[Exercise passage]:
Dizziness is a complex term that describes various sensations that sometimes happen simultaneously. These sensations create the sense that your surroundings are moving or spinning, a feeling called vertigo.
Despite being a common reason adults visit the hospital, dizzy spells are often not a sign of a severe condition. However, it is the symptom of some disorders or underlying illnesses. One of the ways to know it may be a sign of an underlying condition is when you experience it often. If you have repeat or prolonged episodes, you should call your doctor or get someone to take you to the hospital.
So, what are the symptoms of dizzy spells? What causes them? When should you see a doctor because of dizzy spells? Read on to learn more.
Patients who experience dizziness all have similar reports of how it feels.
Vertigo: Most patients feel like the world is spinning or moving around them.
Unsteadiness: Patients describe losing balance and inability to steady themselves.
Faint: Most patients report feeling faint or light-headed.
Wooziness: Some patients feel heavy-headed or like they are floating.
As mentioned earlier, it would be best to make an appointment with a clinic if you experience recurrent or prolonged episodes of dizziness. However, there are other reasons why you should see a doctor if you are dizzy. Some of them are:
Severe headache that develops all of a sudden
Paralysis or numbness in your limbs
Slurred speech or confusion
Irregular and rapid heartbeat
Vomiting that does not stop
Difficulty walking or stumbling
Unexplained change in hearing
Weakness or numbness in the face
Binocular Vision Dysfunction
Also known as BVD, this condition is characterized by misaligned eyes. Because of this misalignment, the brain exerts more effort to compensate for poor eye teaming. It takes a toll on your body and can manifest physical symptoms like headaches, dizziness, light-headedness, or disorientation. These will usually become intense if you move your head from side to side or drive around a curve.

[Work order]: Continue the article on dizzy spells from its last sentence, keeping the same plain style.

[Provided material]:
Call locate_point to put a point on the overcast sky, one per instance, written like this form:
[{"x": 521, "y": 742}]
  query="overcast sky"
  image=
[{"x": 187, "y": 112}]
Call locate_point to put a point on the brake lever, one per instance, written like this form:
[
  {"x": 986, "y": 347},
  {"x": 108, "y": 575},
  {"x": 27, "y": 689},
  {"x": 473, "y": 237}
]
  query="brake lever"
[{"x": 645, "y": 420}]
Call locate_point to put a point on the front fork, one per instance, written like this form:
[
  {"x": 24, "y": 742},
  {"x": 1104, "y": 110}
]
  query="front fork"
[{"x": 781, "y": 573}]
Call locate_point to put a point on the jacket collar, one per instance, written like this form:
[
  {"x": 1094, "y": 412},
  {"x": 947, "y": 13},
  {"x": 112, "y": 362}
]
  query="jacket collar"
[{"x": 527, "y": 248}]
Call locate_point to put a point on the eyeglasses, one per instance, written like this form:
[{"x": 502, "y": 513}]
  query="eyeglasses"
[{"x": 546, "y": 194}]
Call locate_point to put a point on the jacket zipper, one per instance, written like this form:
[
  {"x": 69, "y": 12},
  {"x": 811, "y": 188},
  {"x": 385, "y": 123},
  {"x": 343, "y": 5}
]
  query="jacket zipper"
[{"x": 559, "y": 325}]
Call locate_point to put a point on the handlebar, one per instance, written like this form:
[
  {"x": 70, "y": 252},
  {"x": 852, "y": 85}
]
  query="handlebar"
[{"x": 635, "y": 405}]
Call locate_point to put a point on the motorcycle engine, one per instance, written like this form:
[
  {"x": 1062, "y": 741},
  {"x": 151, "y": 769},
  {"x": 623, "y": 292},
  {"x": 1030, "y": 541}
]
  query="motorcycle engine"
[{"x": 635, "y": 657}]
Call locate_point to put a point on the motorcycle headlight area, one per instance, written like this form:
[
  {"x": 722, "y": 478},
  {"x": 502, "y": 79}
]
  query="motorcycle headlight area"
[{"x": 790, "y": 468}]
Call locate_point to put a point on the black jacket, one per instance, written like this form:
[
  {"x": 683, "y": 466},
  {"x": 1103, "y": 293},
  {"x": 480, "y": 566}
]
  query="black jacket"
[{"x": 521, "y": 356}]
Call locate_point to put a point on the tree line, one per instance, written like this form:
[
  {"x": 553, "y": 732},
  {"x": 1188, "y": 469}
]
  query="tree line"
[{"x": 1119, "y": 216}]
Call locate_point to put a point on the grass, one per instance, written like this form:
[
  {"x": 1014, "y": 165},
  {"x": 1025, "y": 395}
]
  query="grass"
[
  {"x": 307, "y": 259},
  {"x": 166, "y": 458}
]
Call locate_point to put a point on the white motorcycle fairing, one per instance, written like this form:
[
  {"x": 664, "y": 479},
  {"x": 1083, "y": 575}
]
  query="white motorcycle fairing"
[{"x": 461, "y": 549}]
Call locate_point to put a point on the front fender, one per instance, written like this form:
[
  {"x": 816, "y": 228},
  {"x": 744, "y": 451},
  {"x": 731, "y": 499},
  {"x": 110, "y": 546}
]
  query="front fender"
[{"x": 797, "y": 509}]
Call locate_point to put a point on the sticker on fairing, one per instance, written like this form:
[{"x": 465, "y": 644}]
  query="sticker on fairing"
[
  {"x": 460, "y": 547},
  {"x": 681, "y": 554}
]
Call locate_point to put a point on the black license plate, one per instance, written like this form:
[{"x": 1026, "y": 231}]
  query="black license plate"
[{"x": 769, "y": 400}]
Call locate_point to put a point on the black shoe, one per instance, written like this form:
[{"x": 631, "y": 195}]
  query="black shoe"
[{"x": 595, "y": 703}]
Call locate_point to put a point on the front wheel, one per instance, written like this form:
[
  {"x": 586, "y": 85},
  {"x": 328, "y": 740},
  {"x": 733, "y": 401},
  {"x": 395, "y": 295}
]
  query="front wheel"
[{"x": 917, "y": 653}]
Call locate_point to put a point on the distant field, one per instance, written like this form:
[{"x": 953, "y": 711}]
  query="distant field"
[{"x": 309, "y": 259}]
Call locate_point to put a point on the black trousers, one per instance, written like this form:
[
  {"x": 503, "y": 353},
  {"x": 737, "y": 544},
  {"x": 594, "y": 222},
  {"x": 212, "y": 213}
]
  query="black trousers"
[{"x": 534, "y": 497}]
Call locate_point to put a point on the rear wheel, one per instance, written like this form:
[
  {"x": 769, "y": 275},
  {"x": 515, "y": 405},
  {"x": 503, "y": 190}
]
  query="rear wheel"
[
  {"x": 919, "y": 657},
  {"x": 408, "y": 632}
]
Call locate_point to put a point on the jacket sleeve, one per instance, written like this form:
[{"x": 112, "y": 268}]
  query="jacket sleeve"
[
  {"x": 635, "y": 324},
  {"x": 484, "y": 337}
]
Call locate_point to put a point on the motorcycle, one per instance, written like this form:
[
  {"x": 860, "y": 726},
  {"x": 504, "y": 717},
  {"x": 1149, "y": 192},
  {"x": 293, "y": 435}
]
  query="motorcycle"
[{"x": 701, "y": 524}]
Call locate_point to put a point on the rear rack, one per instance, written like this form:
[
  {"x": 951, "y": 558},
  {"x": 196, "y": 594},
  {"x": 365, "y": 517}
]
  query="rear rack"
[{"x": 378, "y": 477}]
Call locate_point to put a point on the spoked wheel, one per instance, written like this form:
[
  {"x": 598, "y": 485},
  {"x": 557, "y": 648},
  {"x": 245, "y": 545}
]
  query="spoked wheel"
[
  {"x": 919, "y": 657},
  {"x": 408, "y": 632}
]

[Exercise result]:
Inner Ear Issues
Balance in the body is the product of several structures and body parts working together. They include the eyes, inner ear, and sensory nerves. One of the parts that may be affected easily to impact balance is the inner ear.
A condition known as Meniere’s disease causes a buildup of fluid in the inner ear. The buildup will affect your hearing and may cause ringing in the ears and the feeling of your ears being plugged.
Sitting or Standing Up Quickly
If you were lying down or sitting for some time and you changed your position quickly, you may have a dizzy spell. This feeling, event, or experience is called benign paroxysmal positional vertigo. It causes disequilibrium and vertigo. Vertigo, as described above, is the feeling of spinning, while disequilibrium is a loss of balance.
You can develop vestibular neuritis, a viral infection of the vestibular nerve that causes constant intense vertigo. You may have labyrinthitis if you have intense, constant vertigo and hearing loss.
Patients who suffer from migraines also report having episodes of dizziness or vertigo. These episodes can come even when they are not suffering from a migraine. The episode may last minutes or hours, accompanied by headaches, noise, and light sensitivity.